**Prompt 1:** Rewrite the passage of the excerpt on the Taliban takeover of Afghanistan starting at "I’m Albert Mohler, and" and ending at "reprisals that followed.", putting "Ho Chi Minh City" in place of "Saigon".

I’m Albert Mohler, and this is The Briefing, a daily analysis of news and events from a Christian worldview.

Part I


National Humiliation and Humanitarian Disaster: Peril Ensues as Taliban Takes Over Afghanistan--to America’s Shame and Grave Danger of Her Allies

For Americans of a certain age, and I am of that age, this is the second massive national humiliation. The first I’m referencing was in 1975, the evacuation of Americans from Saigon, the American withdrawal from that nation and from the conflict known as the Vietnam War, and then the fall of the entire territory of Vietnam into the hands of the communists and the reprisals that followed.

But now we’re not talking about the haunting sight of American helicopters performing rescues in desperation in Saigon in 1975, it’s 2021 and it’s Kabul in Afghanistan and the helicopters are back. They may rescue the Americans, we must hope so, we must insist so. we must insist also that the allies of Americans are rescued, although, the prospects for that are growing dimmer. But what can’t be rescued right now is American pride.

**Record list:**
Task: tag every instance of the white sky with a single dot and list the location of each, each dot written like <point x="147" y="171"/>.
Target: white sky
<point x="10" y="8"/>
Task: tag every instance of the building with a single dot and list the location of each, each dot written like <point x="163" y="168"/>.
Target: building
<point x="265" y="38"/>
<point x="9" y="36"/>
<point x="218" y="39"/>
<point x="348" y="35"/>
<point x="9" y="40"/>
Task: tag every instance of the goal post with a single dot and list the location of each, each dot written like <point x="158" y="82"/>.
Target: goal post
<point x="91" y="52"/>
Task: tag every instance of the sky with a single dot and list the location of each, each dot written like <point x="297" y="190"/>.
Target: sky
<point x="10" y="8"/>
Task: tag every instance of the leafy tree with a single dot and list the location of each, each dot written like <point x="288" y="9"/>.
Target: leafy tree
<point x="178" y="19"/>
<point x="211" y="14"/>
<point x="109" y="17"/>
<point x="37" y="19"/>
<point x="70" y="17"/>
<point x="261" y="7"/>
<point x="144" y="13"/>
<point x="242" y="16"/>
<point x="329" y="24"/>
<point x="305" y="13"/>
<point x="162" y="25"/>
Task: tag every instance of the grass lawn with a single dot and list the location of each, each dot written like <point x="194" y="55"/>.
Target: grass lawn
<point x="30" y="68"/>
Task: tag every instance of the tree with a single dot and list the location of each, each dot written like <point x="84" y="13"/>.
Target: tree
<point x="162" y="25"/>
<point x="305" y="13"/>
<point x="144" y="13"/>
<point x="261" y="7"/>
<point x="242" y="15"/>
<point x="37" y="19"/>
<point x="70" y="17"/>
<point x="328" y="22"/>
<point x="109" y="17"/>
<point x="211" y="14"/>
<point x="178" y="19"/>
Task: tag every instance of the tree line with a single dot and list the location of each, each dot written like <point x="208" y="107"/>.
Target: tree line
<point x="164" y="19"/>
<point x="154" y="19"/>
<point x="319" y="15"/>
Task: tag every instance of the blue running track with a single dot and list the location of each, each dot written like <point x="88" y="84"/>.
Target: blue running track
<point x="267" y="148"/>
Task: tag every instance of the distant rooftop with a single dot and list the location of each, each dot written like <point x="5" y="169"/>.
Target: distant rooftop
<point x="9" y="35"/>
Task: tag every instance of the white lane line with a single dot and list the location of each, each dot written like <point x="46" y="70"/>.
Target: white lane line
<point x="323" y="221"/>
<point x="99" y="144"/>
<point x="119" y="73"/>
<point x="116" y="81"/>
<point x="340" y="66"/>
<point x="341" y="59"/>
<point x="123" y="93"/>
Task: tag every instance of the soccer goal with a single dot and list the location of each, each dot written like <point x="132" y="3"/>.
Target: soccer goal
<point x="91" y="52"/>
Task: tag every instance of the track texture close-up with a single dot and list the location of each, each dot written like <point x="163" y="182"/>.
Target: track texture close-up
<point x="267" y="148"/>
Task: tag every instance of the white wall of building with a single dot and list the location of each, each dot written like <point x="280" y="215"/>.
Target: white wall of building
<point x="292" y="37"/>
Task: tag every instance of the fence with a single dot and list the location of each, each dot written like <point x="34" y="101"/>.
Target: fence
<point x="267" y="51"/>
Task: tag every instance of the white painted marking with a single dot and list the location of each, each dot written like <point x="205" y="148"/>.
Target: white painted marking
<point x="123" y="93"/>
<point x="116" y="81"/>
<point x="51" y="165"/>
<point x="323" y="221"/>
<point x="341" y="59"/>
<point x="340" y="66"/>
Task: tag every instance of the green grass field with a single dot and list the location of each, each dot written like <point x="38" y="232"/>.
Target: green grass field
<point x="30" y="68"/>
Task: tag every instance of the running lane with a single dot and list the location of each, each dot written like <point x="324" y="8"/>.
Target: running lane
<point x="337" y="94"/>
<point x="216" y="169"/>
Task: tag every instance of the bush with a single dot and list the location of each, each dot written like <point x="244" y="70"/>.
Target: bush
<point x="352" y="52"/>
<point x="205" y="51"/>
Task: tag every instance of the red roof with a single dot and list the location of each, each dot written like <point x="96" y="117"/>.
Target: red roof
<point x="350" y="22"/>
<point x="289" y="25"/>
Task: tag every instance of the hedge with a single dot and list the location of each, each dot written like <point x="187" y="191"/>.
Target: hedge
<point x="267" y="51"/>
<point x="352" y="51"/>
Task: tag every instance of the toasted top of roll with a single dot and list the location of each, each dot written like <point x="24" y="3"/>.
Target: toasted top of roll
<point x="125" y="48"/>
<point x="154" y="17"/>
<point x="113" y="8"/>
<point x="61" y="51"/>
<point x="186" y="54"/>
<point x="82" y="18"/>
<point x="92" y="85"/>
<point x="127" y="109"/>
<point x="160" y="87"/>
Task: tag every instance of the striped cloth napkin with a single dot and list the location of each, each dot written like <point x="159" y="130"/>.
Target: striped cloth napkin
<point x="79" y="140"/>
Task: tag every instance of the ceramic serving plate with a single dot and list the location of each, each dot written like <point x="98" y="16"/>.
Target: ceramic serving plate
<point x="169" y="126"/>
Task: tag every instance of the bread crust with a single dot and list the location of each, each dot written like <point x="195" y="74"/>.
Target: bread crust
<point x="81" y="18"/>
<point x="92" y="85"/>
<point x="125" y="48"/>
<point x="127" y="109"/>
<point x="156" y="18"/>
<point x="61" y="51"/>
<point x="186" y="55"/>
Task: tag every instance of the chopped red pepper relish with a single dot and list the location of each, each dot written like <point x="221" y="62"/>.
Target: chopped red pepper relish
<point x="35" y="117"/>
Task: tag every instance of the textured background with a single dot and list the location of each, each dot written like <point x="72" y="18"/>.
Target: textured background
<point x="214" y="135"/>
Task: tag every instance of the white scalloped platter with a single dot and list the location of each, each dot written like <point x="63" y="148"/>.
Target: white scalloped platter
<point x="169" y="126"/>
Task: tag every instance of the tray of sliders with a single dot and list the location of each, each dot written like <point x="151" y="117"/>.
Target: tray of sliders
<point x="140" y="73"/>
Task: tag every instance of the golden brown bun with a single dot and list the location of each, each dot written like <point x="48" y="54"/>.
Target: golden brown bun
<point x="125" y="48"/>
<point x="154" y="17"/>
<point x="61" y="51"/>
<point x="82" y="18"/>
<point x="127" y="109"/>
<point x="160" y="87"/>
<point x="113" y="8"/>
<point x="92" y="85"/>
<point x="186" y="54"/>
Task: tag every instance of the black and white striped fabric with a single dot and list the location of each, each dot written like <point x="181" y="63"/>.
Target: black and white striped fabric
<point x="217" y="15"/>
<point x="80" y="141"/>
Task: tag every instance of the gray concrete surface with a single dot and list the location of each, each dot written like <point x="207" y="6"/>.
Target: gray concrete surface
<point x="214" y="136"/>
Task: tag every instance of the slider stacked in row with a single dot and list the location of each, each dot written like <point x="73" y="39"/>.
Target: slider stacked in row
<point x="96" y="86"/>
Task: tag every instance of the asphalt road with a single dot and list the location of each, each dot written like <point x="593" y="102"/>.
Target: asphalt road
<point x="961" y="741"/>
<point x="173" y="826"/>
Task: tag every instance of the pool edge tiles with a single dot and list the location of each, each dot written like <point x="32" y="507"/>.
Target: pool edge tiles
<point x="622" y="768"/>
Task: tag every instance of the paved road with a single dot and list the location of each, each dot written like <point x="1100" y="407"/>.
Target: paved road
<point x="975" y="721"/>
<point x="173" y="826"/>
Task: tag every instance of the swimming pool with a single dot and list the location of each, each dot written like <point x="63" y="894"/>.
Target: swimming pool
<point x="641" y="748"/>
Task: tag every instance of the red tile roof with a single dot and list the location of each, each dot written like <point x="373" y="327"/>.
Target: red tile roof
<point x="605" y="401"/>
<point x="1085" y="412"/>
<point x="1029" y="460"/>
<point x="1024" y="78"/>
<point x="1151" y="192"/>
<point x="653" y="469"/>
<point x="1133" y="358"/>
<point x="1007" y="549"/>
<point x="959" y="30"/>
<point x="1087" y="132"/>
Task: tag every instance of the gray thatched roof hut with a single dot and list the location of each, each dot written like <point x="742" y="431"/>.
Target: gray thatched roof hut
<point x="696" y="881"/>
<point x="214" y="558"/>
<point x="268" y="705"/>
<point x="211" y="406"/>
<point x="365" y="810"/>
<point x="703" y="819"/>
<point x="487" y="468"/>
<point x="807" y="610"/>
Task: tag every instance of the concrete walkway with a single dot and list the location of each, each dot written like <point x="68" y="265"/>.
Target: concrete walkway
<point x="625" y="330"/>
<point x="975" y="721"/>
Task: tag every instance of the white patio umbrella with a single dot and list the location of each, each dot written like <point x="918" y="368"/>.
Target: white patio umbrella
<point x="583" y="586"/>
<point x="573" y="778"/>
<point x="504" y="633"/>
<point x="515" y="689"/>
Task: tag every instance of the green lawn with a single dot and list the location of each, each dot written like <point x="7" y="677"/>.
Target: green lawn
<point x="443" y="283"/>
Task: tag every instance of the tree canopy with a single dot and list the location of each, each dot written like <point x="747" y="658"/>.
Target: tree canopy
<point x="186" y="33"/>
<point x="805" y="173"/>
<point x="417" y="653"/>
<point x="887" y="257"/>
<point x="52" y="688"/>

**Prompt 2:** Copy out each line of the listing that contains the word "paved".

**Finished answer 1:**
I’m Albert Mohler, and this is The Briefing, a daily analysis of news and events from a Christian worldview.

Part I


National Humiliation and Humanitarian Disaster: Peril Ensues as Taliban Takes Over Afghanistan--to America’s Shame and Grave Danger of Her Allies

For Americans of a certain age, and I am of that age, this is the second massive national humiliation. The first I’m referencing was in 1975, the evacuation of Americans from Ho Chi Minh City, the American withdrawal from that nation and from the conflict known as the Vietnam War, and then the fall of the entire territory of Vietnam into the hands of the communists and the reprisals that followed.

**Finished answer 2:**
Task: tag every instance of the paved road with a single dot and list the location of each, each dot written like <point x="1100" y="407"/>.
Target: paved road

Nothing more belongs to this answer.